YOUR OBJECTIVE: Revise the records starting at the line that contains "Where can you see the wet" and ending at the line that contains "(1016, 871)". Give back only those lines, with "bottle cap" replaced by "bottle lid" and all else unchanged.

━━━ SOURCE RECORDS ━━━

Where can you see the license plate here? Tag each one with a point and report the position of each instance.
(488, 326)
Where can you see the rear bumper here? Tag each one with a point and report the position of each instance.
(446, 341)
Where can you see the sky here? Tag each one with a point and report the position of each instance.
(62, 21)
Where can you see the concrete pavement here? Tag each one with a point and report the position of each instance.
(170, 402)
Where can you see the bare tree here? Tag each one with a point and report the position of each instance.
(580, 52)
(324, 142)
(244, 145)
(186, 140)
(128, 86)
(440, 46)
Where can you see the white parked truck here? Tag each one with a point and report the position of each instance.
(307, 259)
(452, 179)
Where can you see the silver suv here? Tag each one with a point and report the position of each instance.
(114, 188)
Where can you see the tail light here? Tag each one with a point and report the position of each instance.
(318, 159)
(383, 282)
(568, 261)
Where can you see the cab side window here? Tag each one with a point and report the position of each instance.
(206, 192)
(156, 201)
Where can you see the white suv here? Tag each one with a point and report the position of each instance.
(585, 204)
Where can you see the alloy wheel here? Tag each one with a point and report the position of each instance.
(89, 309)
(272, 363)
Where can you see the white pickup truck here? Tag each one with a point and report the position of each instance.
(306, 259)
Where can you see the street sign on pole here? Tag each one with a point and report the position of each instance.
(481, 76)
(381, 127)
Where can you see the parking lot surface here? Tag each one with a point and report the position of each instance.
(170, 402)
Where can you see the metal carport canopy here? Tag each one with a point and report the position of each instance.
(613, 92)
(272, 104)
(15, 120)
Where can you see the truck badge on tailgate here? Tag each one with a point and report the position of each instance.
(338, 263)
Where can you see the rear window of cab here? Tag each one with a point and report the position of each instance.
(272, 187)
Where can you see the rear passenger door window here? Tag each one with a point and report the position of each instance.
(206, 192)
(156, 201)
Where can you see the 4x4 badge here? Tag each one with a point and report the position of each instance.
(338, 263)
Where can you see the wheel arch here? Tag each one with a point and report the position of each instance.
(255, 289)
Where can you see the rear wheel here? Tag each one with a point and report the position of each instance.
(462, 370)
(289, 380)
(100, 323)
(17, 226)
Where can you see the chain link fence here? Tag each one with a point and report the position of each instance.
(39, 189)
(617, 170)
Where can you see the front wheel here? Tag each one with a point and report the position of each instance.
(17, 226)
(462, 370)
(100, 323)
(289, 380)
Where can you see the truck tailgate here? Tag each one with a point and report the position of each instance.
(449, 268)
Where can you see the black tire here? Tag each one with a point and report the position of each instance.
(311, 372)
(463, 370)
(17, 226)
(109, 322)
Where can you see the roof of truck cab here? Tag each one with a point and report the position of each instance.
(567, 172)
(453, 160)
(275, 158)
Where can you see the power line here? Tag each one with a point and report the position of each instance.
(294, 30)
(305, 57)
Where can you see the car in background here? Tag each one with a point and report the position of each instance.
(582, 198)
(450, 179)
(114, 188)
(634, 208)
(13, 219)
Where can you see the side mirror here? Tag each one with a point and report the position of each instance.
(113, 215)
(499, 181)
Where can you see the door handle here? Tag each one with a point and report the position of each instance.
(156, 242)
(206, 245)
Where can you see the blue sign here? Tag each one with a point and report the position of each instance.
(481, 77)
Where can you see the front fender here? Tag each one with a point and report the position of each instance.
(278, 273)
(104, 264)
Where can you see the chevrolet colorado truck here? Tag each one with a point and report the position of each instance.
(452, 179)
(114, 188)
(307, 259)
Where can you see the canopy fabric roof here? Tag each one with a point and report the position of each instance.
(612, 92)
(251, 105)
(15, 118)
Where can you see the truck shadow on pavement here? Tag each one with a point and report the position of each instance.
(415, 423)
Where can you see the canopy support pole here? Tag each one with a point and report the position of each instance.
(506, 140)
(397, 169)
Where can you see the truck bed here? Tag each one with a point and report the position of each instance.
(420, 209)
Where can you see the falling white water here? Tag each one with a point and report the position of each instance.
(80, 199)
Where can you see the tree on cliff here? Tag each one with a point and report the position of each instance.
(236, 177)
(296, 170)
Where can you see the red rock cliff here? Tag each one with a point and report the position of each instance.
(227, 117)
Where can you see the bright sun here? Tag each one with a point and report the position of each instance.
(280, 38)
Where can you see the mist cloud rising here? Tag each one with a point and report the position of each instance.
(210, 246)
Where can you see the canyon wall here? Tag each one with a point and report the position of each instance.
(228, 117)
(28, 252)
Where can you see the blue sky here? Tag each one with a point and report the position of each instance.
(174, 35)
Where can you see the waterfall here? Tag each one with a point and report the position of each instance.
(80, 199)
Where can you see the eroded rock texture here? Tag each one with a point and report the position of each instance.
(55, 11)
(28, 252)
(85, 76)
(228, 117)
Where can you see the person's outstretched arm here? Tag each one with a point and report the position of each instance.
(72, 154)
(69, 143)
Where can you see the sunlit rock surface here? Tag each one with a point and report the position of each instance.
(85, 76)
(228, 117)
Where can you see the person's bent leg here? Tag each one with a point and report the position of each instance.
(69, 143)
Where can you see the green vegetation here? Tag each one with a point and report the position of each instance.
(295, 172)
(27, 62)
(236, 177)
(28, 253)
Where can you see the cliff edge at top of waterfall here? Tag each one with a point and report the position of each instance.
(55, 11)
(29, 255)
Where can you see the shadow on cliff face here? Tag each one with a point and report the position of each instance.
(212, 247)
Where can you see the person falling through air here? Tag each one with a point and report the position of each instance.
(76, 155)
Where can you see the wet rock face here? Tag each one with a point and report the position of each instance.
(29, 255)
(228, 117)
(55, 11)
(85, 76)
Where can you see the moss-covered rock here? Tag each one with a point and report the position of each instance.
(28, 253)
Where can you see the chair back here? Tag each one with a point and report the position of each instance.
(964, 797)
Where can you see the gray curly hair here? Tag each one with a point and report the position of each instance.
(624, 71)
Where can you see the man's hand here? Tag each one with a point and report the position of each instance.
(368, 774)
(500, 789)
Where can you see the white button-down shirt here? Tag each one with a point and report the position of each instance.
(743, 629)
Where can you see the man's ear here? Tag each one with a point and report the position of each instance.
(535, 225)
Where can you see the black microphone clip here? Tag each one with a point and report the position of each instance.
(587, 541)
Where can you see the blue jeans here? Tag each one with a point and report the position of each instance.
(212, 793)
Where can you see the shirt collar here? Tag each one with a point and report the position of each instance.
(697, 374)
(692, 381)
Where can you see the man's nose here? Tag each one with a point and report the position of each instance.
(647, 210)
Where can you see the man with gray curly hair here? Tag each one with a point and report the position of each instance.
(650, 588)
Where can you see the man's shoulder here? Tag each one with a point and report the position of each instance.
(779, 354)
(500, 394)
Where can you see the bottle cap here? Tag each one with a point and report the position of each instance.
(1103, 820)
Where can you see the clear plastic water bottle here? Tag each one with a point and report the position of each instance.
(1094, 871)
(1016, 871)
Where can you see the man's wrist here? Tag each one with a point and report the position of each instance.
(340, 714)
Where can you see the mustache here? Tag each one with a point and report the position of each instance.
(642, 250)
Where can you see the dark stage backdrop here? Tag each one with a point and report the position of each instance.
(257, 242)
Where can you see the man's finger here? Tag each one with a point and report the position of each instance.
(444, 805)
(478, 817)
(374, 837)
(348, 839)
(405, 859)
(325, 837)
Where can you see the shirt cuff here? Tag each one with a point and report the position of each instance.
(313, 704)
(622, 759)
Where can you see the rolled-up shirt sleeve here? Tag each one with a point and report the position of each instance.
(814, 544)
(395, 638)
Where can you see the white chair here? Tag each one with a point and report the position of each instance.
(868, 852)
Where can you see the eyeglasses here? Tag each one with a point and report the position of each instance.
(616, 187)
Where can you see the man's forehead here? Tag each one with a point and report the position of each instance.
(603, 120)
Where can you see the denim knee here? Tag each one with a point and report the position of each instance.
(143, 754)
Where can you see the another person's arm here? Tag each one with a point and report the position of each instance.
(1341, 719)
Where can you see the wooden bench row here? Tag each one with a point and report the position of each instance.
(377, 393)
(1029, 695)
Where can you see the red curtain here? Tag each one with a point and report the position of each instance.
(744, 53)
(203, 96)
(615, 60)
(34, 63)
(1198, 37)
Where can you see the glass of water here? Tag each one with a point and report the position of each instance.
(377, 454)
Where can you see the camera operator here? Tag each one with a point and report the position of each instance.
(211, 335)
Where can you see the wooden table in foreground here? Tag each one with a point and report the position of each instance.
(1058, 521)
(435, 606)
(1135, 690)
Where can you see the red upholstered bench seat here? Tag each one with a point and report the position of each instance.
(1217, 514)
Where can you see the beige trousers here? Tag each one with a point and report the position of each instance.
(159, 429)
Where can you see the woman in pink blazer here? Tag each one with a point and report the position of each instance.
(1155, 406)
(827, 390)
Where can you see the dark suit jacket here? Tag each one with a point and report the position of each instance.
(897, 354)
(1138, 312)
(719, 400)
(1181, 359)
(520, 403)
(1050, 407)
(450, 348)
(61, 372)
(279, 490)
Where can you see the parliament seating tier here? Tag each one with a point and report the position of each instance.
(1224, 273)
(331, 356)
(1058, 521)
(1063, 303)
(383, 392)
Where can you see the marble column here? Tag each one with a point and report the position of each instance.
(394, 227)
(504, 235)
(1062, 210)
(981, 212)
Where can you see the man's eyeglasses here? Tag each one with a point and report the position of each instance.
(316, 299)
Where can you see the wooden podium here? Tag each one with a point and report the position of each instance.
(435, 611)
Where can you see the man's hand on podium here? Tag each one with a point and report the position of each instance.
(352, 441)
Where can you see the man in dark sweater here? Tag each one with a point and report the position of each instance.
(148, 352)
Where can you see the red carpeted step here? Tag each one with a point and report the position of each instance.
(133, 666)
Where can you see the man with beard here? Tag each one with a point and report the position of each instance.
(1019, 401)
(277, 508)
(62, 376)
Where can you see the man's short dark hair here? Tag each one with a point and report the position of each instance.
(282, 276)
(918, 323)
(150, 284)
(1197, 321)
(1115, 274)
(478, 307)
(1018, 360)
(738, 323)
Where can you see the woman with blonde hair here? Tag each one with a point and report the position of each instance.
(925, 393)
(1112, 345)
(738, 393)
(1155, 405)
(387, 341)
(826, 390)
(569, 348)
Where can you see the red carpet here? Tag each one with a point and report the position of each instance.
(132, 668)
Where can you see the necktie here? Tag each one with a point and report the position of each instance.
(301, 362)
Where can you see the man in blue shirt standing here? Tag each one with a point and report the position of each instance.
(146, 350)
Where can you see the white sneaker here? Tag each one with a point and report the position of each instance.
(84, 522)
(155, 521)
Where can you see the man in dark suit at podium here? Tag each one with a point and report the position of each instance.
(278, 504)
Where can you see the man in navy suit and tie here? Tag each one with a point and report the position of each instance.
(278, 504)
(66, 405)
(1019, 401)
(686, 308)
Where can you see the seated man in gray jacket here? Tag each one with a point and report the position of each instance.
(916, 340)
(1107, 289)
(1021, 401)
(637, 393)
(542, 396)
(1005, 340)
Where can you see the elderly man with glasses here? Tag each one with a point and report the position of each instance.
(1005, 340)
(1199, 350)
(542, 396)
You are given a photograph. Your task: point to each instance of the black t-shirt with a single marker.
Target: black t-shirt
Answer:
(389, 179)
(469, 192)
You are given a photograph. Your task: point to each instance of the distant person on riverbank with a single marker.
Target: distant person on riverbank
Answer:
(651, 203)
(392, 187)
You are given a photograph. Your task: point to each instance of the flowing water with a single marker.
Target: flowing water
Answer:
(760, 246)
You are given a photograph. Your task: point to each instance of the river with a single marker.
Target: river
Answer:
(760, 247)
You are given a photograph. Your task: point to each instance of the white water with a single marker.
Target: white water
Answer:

━━━

ANSWER BELOW:
Where can you see the wet rock face here? Tag each one with a point and report the position of each instance.
(29, 255)
(228, 117)
(55, 11)
(85, 76)
Where can you see the moss-covered rock here? Tag each one with a point and report the position of each instance.
(28, 253)
Where can you see the chair back here? Tag each one with a point and report the position of each instance.
(964, 797)
Where can you see the gray curly hair here? Tag each one with a point and report the position of each instance.
(624, 71)
Where can you see the man's hand here? Tag each one with a point and report the position of each instance.
(368, 774)
(500, 789)
Where can you see the white button-down shirt here? Tag each one with a point and report the position of each instance.
(743, 629)
Where can you see the man's ear here? Tag each one with a point and report the position of each instance.
(535, 225)
Where can you see the black microphone clip here? Tag each one with a point and report the position of each instance.
(587, 541)
Where can you see the blue jeans here? Tag each one with a point and report the position of each instance.
(212, 793)
Where can you see the shirt collar here? Tag each one with a point and report the position of each instance.
(697, 374)
(692, 381)
Where can you see the man's nose here? Tag each one with a point and report the position of each instance.
(647, 210)
Where can you see the man with gray curly hair here? Tag each one with a point and report the position of each instance.
(650, 588)
Where can you see the man's shoulder here? Tag each one with a point and report the position of each instance.
(779, 354)
(500, 394)
Where can you see the bottle lid here? Tag each one with a point and report the position of each instance.
(1103, 820)
Where can you see the clear plastic water bottle here? Tag each one with a point and report the position of each instance.
(1094, 871)
(1016, 871)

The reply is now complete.